#### TEXTO DE LEITURA:
######

JANEIRO BRANCO: A HIPOCRISIA DOS PATRÕES EM UBERLÂNDIA

 

Relato de uma trabalhadora da saúde

 

O janeiro branco é uma campanha pelo cuidado em saúde mental criada em Uberlândia, e posteriormente nacionalizada, com o intuito de, segundo o site oficial: “chamar a atenção da humanidade para as questões e necessidades relacionadas à Saúde Mental e Emocional das pessoas e das instituições humanas”.

De modo geral, nesta época do ano, as empresas realizam palestras, rodas de conversa, dinâmicas, brincadeiras, adentrando na campanha e na discussão da saúde mental dos seus trabalhadores e trabalhadoras.

Tratando-se especificamente da área da saúde em Uberlândia, trabalhadoras e trabalhadores vêm enfrentando um exaustivo período de combate ao COVID-19, perdendo suas vidas no enfrentamento à doença e foram noticiadas ações das mais diversas.

Poderíamos pensar que é uma conquista o fato de que os patrões estejam dispostos a fazer algo pela nossa saúde, mas quando olhamos mais de perto, muitas vezes as ações realizadas nos colocam em situações vexatórias com dinâmicas infantilizadas ou de cunho religioso, constrangimentos a expor questões íntimas sem garantia nenhuma de sigilo, nos poucos casos que são conduzidas por psicólogos muitas vezes são pessoas da mesma equipe, contrariando os princípios da ética da psicologia. Mas esse é apenas o começo da mais pura hipocrisia.

Trabalho com equipes reduzidas e com baixíssima quantidade de profissionais por quantidade de habitantes, locais de trabalho insalubres, sem computador e outros equipamentos necessários ao trabalho, salas sem janelas e/ou ventilação inadequada, falta de EPI’s adequados, falta de acessibilidade, falta de saídas de incêndio, locais de descanso inadequados, constrangimento e assédio aos trabalhadores que se afastam por motivos de saúde, demissões após afastamentos prolongados por questões de saúde mental, redução do tempo de afastamento por síndromes gripais, perda do vale-refeição caso pegue atestados, metas impossíveis, tempo de atendimento insuficiente, falta de autonomia nos processos de trabalho, desvio e acúmulo de função, não reposição do quadro de funcionários e manutenção de pessoas com histórico de assédio em cargos de gestão. Esses são alguns dos itens na longa lista de problemas que enfrentamos no nosso dia a dia.

######

#### MATERIAL FORNECIDO:
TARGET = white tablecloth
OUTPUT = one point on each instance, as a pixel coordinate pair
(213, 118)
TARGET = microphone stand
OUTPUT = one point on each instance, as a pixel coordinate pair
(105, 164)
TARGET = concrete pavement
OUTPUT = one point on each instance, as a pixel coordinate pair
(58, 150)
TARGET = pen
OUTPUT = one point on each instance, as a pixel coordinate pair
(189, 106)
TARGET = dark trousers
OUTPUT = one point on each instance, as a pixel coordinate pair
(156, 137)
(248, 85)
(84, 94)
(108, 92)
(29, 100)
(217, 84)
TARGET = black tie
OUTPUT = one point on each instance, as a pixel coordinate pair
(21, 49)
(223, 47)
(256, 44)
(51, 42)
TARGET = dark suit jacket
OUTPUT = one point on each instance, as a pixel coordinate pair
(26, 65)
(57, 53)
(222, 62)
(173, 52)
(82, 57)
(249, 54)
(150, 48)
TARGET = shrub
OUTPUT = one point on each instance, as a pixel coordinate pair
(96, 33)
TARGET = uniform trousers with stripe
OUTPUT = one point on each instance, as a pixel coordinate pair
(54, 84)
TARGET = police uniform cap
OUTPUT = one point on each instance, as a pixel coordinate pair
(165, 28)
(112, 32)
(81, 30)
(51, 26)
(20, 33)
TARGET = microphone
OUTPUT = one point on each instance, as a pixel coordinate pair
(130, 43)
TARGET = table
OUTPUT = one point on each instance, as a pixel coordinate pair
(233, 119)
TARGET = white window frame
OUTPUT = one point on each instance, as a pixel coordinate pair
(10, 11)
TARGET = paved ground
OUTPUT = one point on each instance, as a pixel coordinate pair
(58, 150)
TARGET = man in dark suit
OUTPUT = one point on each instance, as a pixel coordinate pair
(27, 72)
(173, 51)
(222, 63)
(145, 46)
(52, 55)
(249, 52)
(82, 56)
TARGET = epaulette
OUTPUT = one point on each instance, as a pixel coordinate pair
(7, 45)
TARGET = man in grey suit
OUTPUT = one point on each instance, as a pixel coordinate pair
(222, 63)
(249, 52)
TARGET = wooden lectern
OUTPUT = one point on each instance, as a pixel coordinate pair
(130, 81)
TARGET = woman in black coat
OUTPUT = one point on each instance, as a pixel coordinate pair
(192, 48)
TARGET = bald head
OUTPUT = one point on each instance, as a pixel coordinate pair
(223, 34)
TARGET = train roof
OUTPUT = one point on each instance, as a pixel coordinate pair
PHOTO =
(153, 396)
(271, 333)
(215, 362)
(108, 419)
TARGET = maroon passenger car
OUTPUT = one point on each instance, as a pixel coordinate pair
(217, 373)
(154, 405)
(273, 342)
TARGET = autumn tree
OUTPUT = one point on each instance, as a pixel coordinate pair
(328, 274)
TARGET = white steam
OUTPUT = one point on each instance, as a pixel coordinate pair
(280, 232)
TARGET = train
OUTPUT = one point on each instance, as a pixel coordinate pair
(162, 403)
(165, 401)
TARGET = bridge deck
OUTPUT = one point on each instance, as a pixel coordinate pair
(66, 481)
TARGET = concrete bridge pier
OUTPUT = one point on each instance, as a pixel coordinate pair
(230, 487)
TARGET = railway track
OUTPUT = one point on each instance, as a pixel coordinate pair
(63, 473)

######

#### ENUNCIADO:
Devolva, sem alterações, o trecho do relato sobre o Janeiro Branco em Uberlândia que começa em "De modo geral, nesta" e termina em "trabalhadores e trabalhadoras.". O material não tem papel algum nesta atividade.

#### RESPOSTA DA TAREFA:
De modo geral, nesta época do ano, as empresas realizam palestras, rodas de conversa, dinâmicas, brincadeiras, adentrando na campanha e na discussão da saúde mental dos seus trabalhadores e trabalhadoras.